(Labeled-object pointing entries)
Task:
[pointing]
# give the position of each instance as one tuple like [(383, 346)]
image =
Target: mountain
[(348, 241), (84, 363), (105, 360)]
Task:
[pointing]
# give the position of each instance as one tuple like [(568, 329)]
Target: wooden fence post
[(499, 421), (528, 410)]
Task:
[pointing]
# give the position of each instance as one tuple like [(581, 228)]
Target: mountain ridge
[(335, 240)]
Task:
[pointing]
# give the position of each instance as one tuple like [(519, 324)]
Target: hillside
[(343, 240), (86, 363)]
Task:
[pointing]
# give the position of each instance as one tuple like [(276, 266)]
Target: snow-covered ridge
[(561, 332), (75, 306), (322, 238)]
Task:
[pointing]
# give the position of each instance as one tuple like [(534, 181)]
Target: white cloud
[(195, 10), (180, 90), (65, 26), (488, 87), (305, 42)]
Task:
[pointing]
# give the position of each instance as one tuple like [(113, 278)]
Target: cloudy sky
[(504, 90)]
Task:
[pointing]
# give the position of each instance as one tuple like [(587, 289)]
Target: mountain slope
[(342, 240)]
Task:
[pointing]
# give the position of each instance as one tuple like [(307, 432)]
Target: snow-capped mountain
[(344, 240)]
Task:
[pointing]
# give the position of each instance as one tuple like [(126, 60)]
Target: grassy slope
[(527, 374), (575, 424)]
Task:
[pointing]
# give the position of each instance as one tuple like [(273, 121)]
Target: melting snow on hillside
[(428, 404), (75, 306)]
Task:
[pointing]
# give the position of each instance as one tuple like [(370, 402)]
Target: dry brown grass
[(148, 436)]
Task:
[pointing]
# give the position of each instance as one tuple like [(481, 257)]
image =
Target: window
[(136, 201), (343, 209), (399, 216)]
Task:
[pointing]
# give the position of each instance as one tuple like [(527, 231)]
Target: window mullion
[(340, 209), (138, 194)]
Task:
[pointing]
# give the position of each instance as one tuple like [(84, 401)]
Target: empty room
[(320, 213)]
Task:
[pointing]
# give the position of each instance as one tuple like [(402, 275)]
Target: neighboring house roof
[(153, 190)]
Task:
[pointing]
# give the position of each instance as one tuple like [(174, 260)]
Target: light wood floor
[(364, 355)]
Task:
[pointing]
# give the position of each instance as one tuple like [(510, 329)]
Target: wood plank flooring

(YOUR GOAL) Please write out the whole listing above again, requests included, and scale every coordinate in the answers by 0.75, rounding to whole numbers with halves going up. Leave the numbers in the requests and their format samples unchanged.

(ANSWER TO THE TASK)
Task:
[pointing]
# give the position of each instance as one tuple like [(383, 346)]
image =
Target: mountain
[(261, 181), (63, 272), (79, 270)]
Task:
[pointing]
# give the position of each instance as one tuple like [(568, 329)]
Target: wooden fence post
[(374, 316), (396, 308)]
Task:
[pointing]
# give the position of each instance as one tuple like [(581, 228)]
Target: mountain ridge
[(251, 180)]
Task:
[pointing]
# give the position of each instance as one tuple like [(519, 324)]
Target: hillside
[(257, 180), (65, 272)]
Task:
[pointing]
# give the position of each instance as one tuple like [(276, 266)]
Target: snow-covered ridge
[(421, 249), (56, 230), (242, 179)]
Task:
[pointing]
# give the position of each instance as one tuple like [(534, 181)]
Target: white cloud
[(146, 8), (135, 68), (49, 20), (366, 65), (229, 32)]
Task:
[pointing]
# give the position of each instance as one tuple like [(113, 278)]
Target: cloudy sky
[(378, 68)]
Task:
[pointing]
# give the position of each instance as one tuple like [(587, 289)]
Target: mountain slope
[(257, 180)]
Task:
[pointing]
# give the position of each instance as one tuple like [(307, 432)]
Target: snow-capped mountain
[(258, 180)]
Task:
[pointing]
# give the position of each instance as one tuple like [(126, 60)]
Target: grassy slope
[(395, 281), (431, 318)]
Task:
[pointing]
# give the position of each instance as one tuple like [(273, 121)]
Target: melting snow on hillside
[(321, 303), (56, 230)]
Task:
[pointing]
# give the position of each instance as one tuple like [(370, 402)]
Target: dry brown grass
[(111, 327)]
Task:
[pointing]
# give the position of each instance as one tuple like [(481, 257)]
image =
Target: window
[(102, 151), (257, 157), (299, 162)]
Task:
[pointing]
# give the position of each instance as one tuple like [(527, 231)]
Target: window mullion
[(255, 157), (104, 146)]
Task:
[pointing]
# give the position of each instance as one tuple like [(84, 401)]
Target: empty room
[(240, 160)]
Task:
[pointing]
# give the position of each instance as one tuple like [(402, 275)]
Target: neighboring house roof
[(115, 143)]
Task:
[pointing]
# give the position of each instance as one tuple like [(174, 260)]
Target: light wood floor
[(273, 266)]
Task:
[pointing]
# give the position of each instance as one tuple like [(510, 329)]
Target: wood plank flooring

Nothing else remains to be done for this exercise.